#### DOCUMENT PASSAGE:

Monday, July 28, 2014

A Sensible Green Salad




It's both an irritant and a sputtering baby flame of hope that one wishes to privately tend, teasing with tendrils of dried moss, carefully offered wafts of fresh but humid air, then cautiously covered with a high tech cake dome, perfected "air" mixture piped in from the Perfected "Air" Mixture canister standing by.  We who tend are dressed, variously, in protective suiting:  high density yellow paper cloaks with plastic self-ties, elbow length dress gloves, Michael-Jacksonian masks (with some adjustments to the nose clip) mixed with slight variants of that wondrous Guy Fawkes, Anonymous hacktivists, V for Vendetta and Occupists masks, now wonderfully ubiquitous, even in my world where soma meets psyche for afternoon sex.  A little Marvin Gaye, some ripe figs.

What?  You're lost, you say?  Are you sure you should've revived this blog, profderien, O Retired Educator?

What fire are we nursing now with such ridiculous, ambiguous imagination -- and to mention hope so early on, have you finally lost your faculties?

There's a team of researchers, a joint sort of affair, kind of -- affiliated with the University of Liverpool’s Institute of Translational Medicine and the University of Pecs in Hungary -- that is bandying about the word "cure" and CRPS within the same sentence.  I know, I just recently posted about it... but then a few neural sparks made me search mine own blog, using as search term the very odd "Liverpool."

And I remembered Dr. Andreas Goebel.
And I remembered this craze of optimism, this careful tending of a flame, and the eventual realization that Goebel's pony has but one trick.
And that the trick is tantalizing, infuriating.  Tantalizingly infuriating?

The source of the piss on the baby fire?  Common sense, common experiences.  To say that CRPS is not a neurological disorder at all, and not (often) the result of trauma is to belie the experience of... well, almost everyone with CRPS, and almost every physician who has observed its onset and evolution.

The air up here in Hope Land is thin, and hallucination likely.

I'll spare myself the shame of reviewing every sarcastic post born of my anger at those pushing "cure" and "CRPS" within the same paragraph -- and here I'd temporarily lost my bearings over another Goebel article, another IVIG paean, another sweeping claim.

#### DATASET EXCERPTS:

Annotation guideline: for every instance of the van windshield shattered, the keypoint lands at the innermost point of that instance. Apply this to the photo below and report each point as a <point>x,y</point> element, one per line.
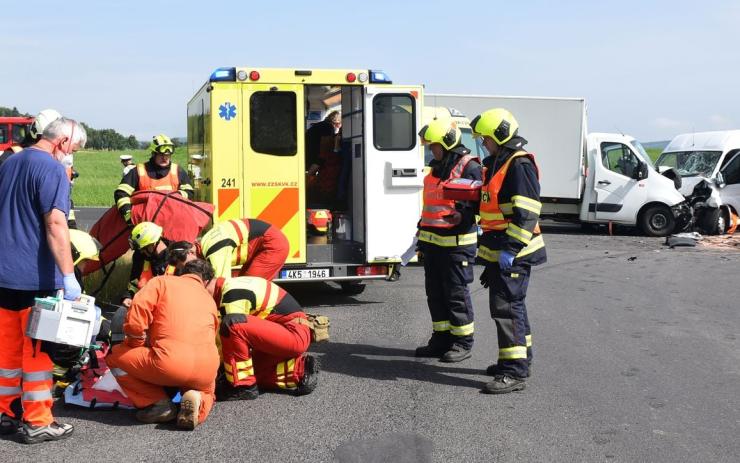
<point>691,163</point>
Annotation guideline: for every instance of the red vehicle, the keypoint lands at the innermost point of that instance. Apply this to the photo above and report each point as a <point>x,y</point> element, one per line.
<point>13,130</point>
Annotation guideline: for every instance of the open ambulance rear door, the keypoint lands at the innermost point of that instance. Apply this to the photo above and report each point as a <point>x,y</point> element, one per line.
<point>394,170</point>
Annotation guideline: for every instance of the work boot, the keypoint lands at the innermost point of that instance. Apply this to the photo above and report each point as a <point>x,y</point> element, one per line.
<point>54,431</point>
<point>189,410</point>
<point>437,345</point>
<point>310,376</point>
<point>8,424</point>
<point>457,353</point>
<point>158,412</point>
<point>227,392</point>
<point>503,384</point>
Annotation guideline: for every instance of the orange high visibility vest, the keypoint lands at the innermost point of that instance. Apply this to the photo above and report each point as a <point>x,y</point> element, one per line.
<point>435,207</point>
<point>491,215</point>
<point>170,182</point>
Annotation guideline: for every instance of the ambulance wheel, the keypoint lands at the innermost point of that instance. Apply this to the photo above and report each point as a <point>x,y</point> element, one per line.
<point>352,288</point>
<point>657,220</point>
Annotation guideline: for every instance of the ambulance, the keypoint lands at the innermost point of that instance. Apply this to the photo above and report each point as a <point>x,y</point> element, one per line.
<point>248,152</point>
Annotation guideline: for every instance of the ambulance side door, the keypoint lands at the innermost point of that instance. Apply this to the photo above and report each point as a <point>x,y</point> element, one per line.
<point>394,169</point>
<point>273,167</point>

#### WORK REQUEST 1:
In the blog post, which two institutions is the research team affiliated with?
#### WORK REQUEST 2:
Reproduce the part of the blog post starting at "And I remembered Dr." and ending at "onset and evolution.".
The records can be ignored.

#### EXERCISE OUTPUT 1:
The University of Liverpool's Institute of Translational Medicine and the University of Pecs in Hungary.

#### EXERCISE OUTPUT 2:
And I remembered Dr. Andreas Goebel.
And I remembered this craze of optimism, this careful tending of a flame, and the eventual realization that Goebel's pony has but one trick.
And that the trick is tantalizing, infuriating.  Tantalizingly infuriating?

The source of the piss on the baby fire?  Common sense, common experiences.  To say that CRPS is not a neurological disorder at all, and not (often) the result of trauma is to belie the experience of... well, almost everyone with CRPS, and almost every physician who has observed its onset and evolution.